# START OF Source passage
CODEWITHSUNDEEP
carrayspointers
user1893354
user1893354

Reputation: 5938

Confusion about Printing string arrays in C

This is probably a beginner question but it has been confusing me. I understand that in c an array is itself a pointer to the first element of the array. So consider the following example

char *words[LENGTH];
words[0] = "zero";
words[1] = "one";
words[2] = "two";
printf("%s\n",*words);

What ends up printing is zero. However, my understanding is that words is a pointer to the first element of the words array which is a char pointer => words is a pointer to a pointer to a char. Therefore *words would be a pointer to char. Therefore I would expect a memory address to be printed here and not an actual string. What am I misunderstanding here?

Upvotes: 0

Views: 177

Answers (6)

ytobi
ytobi

Reputation: 673

The context in which *(not * as in multiplication) matters, when used in declearation as in char *words[LENGTH] word becomes array of pointers to char.
# END OF Source passage
To-do list:
(A) Answer these from the thread:
(i) What does the printf call in the example code print?
(ii) What did the asker expect to be printed instead?
(iii) In the reply, what does words become when it is declared as char *words[LENGTH]?
(B) In the rows from the first one up to and including the line with "pixel 16 170", replace "photo" with "image" and change nothing else. Give only those rows, without the pictures.
# START OF Data for the task
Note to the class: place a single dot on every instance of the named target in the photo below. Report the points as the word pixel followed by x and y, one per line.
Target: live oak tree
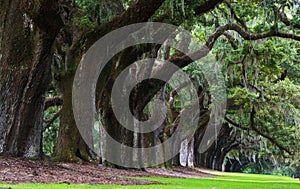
pixel 28 30
pixel 226 28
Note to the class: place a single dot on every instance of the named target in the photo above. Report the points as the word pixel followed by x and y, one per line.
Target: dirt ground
pixel 16 170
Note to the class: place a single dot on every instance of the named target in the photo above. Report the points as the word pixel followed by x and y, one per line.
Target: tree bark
pixel 25 59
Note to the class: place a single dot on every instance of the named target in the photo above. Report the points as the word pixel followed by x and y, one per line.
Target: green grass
pixel 222 181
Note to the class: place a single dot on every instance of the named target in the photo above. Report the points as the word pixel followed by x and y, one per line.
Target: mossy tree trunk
pixel 27 36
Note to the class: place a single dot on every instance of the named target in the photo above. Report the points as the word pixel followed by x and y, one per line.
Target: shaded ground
pixel 15 170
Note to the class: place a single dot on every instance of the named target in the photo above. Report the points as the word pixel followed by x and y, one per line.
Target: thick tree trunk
pixel 213 158
pixel 25 58
pixel 70 145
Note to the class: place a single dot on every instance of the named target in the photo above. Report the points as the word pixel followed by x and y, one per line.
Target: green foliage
pixel 223 181
pixel 50 133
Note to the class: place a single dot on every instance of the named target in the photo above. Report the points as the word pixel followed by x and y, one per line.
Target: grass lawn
pixel 222 181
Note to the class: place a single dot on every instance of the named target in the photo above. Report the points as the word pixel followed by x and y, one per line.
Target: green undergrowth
pixel 220 181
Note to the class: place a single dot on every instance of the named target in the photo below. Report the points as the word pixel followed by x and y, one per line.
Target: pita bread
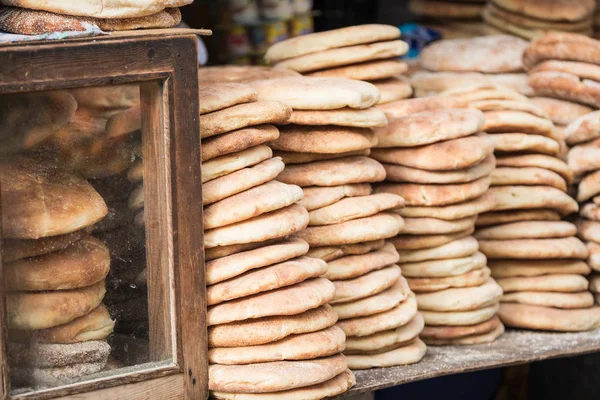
pixel 551 299
pixel 333 172
pixel 293 157
pixel 264 279
pixel 523 142
pixel 589 186
pixel 330 253
pixel 461 299
pixel 452 332
pixel 261 199
pixel 366 285
pixel 354 207
pixel 234 265
pixel 503 217
pixel 319 197
pixel 225 165
pixel 444 268
pixel 224 95
pixel 352 266
pixel 472 278
pixel 590 211
pixel 514 268
pixel 368 118
pixel 328 139
pixel 330 388
pixel 392 89
pixel 400 315
pixel 560 112
pixel 304 346
pixel 430 226
pixel 345 56
pixel 531 197
pixel 416 242
pixel 404 355
pixel 465 209
pixel 429 127
pixel 469 340
pixel 459 318
pixel 504 176
pixel 451 155
pixel 549 318
pixel 270 329
pixel 274 376
pixel 303 93
pixel 570 247
pixel 588 230
pixel 238 140
pixel 272 225
pixel 379 226
pixel 366 71
pixel 436 195
pixel 289 300
pixel 241 180
pixel 566 86
pixel 528 230
pixel 399 173
pixel 315 42
pixel 491 54
pixel 456 249
pixel 565 283
pixel 242 116
pixel 380 302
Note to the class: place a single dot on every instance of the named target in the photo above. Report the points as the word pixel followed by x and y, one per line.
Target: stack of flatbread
pixel 270 328
pixel 29 17
pixel 325 150
pixel 440 163
pixel 532 18
pixel 565 66
pixel 584 159
pixel 54 273
pixel 362 52
pixel 482 60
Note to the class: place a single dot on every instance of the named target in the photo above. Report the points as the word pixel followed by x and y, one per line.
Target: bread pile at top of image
pixel 27 17
pixel 440 163
pixel 455 63
pixel 363 52
pixel 271 331
pixel 532 18
pixel 54 270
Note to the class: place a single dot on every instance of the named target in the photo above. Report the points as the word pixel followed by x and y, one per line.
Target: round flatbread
pixel 272 225
pixel 290 300
pixel 354 207
pixel 570 247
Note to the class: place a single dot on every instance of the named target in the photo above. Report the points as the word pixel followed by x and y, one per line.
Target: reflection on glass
pixel 73 233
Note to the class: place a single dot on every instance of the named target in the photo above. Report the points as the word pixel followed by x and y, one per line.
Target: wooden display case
pixel 164 64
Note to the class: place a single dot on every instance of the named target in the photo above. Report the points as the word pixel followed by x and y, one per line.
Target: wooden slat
pixel 512 348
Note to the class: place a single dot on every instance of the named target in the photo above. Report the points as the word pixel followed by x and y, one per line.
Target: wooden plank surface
pixel 512 348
# END OF Data for the task
Answers by task:
(A)
(i) zero
(ii) A memory address
(iii) An array of pointers to char

(B)
Note to the class: place a single dot on every instance of the named target in the image below. Report the points as the word pixel followed by x and y, one per line.
Target: live oak tree
pixel 28 30
pixel 226 28
Note to the class: place a single dot on every instance of the named target in the image above. Report the points as the word pixel followed by x and y, one per line.
Target: dirt ground
pixel 16 170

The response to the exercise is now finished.